Goal of the exercise –
Write out the records below once more, exactly as they stand.

══════════

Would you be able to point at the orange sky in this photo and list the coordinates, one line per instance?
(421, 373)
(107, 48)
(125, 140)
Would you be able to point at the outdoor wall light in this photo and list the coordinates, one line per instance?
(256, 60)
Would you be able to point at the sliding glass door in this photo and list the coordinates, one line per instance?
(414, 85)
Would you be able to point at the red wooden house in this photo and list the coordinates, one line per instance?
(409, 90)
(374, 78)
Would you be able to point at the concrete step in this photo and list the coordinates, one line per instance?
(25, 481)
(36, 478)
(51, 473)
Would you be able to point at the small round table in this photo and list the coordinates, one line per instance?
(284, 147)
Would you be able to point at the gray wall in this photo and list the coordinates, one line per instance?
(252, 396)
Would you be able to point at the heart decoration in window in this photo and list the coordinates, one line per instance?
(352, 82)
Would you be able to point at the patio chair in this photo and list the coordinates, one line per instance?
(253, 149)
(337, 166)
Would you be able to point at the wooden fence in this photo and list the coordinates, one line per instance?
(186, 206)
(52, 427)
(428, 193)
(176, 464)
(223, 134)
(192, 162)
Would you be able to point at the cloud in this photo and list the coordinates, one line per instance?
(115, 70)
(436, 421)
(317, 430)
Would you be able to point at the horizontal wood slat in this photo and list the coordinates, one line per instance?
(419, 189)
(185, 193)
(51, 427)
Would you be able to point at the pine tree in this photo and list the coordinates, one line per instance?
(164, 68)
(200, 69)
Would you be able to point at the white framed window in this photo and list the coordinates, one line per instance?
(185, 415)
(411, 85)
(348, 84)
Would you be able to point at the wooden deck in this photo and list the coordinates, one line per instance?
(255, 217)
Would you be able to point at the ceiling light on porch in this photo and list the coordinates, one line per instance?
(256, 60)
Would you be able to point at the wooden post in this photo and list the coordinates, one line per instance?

══════════

Your solution –
Would you be able to point at the orange sky in this photo and list the coordinates, one line per instance?
(421, 373)
(107, 48)
(125, 140)
Would you be able to point at the outdoor wall light in this photo and list the coordinates, one line per instance?
(256, 60)
Would you be able to point at the sliding glass door in this photo and list the coordinates, one line per instance?
(414, 85)
Would you be able to point at the red wooden house in this photo and list the coordinates, one line per instance?
(409, 90)
(374, 78)
Would you be able to point at the concrete step in this photo and list the coordinates, one line per instance?
(25, 481)
(36, 478)
(51, 473)
Would you be able to point at the small round table in this photo and list the coordinates, one line per instance?
(284, 147)
Would you be able to point at the gray wall in this photo and list the coordinates, one line per instance?
(252, 396)
Would you be able to point at the heart decoration in window in this photo and list the coordinates, one line per instance?
(352, 82)
Would you be able to point at the patio chair in this photo and list the coordinates, one line per instance?
(253, 149)
(337, 166)
Would you be able to point at the wooden fence in this photo and list the coordinates, one line per instance?
(186, 206)
(52, 427)
(428, 193)
(176, 464)
(223, 134)
(192, 162)
Would you be able to point at the cloud in this photo and list the coordinates, one line per instance?
(115, 70)
(436, 421)
(317, 430)
Would you be able to point at the horizontal wood slat in this photo and list the coordinates, one line per instance?
(419, 189)
(185, 193)
(51, 427)
Would you be able to point at the pine tree in this photo and list the coordinates, one line per instance?
(164, 68)
(200, 69)
Would you be able to point at the white framed window in this photo and list the coordinates, one line per instance?
(185, 415)
(411, 85)
(348, 84)
Would you be able to point at the wooden deck in this photo and list the coordinates, one line per instance?
(255, 217)
Would you be able to point at the ceiling light on porch in this photo and list the coordinates, one line per instance?
(256, 60)
Would you be able to point at the wooden post in this photo and list the coordinates, one line per instance?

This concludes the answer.